WORK TO BE COMPLETED =
Could you write out the records again, starting at the line that contains "roof shown in this photo, matching this sample?" and stopping after the line that contains "point(774, 146)"? Leave each request and its sample points unchanged, but scale every answer coordinate listed after a "Target:" line by 1.8, rounding to the nearest whole number with halves rounded up.

(Location identification entries)
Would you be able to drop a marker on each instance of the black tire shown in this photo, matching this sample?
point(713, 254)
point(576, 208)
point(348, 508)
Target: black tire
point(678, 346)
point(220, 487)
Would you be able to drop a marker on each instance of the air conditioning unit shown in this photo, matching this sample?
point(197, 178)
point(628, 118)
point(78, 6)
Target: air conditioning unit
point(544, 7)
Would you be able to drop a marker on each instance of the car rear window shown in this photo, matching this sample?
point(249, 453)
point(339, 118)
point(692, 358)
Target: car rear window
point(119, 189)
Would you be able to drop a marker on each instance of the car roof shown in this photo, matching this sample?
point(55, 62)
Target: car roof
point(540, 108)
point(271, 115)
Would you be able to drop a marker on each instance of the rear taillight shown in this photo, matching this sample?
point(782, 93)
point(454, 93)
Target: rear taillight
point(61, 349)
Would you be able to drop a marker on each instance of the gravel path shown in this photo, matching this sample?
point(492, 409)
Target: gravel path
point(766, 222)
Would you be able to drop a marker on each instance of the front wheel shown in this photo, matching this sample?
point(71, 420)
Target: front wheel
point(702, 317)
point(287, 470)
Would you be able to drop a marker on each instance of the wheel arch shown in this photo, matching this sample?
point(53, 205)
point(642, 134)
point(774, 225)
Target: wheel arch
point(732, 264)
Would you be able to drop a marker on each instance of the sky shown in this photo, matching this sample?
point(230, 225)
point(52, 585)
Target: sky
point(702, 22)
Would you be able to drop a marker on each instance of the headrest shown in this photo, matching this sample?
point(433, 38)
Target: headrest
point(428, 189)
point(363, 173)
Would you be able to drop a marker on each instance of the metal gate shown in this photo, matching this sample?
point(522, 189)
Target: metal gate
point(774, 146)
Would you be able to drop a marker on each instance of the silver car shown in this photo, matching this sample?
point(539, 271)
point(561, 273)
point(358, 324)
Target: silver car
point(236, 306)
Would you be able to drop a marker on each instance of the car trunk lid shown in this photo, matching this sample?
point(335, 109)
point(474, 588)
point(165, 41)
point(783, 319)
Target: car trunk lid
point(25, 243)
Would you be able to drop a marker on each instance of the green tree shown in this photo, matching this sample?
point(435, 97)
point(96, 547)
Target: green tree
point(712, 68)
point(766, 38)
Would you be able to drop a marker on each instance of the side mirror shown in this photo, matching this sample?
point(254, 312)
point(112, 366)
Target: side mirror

TASK ANSWER =
Would you be able to drop a marker on each instance of the car roof shown in this photo, matching this sample?
point(55, 62)
Target: car roof
point(972, 194)
point(488, 207)
Would you be able to drop a marker on each instance of the rear taillight shown in this photo, matching this sample?
point(782, 93)
point(454, 93)
Target: rear taillight
point(110, 628)
Would you be able to drop a marker on each instance of the gravel path shown in this photo, matching this sample?
point(492, 409)
Target: gravel path
point(1379, 400)
Would you be able to drop a marker on each instance of the front wheel shown in this photo, matching this sample?
point(71, 420)
Target: front wheel
point(1264, 571)
point(517, 846)
Would you be able to drop a marker on each instance of the wheel arch shown in this photo, matching this sample?
point(53, 205)
point(642, 134)
point(774, 225)
Target: wheel arch
point(1318, 475)
Would you be able to drop a marker on each instance of the sky shown in this photo, matching this sample?
point(230, 225)
point(52, 585)
Target: sky
point(1264, 40)
Would you be able to drop a marker on each instance of the headrest shown in this photo, matching this sample?
point(433, 38)
Target: headrest
point(770, 340)
point(653, 311)
Would you be able to drop a marker on each instance of the metal gate shown in this photo, matching this sample?
point(522, 189)
Target: metal gate
point(1393, 263)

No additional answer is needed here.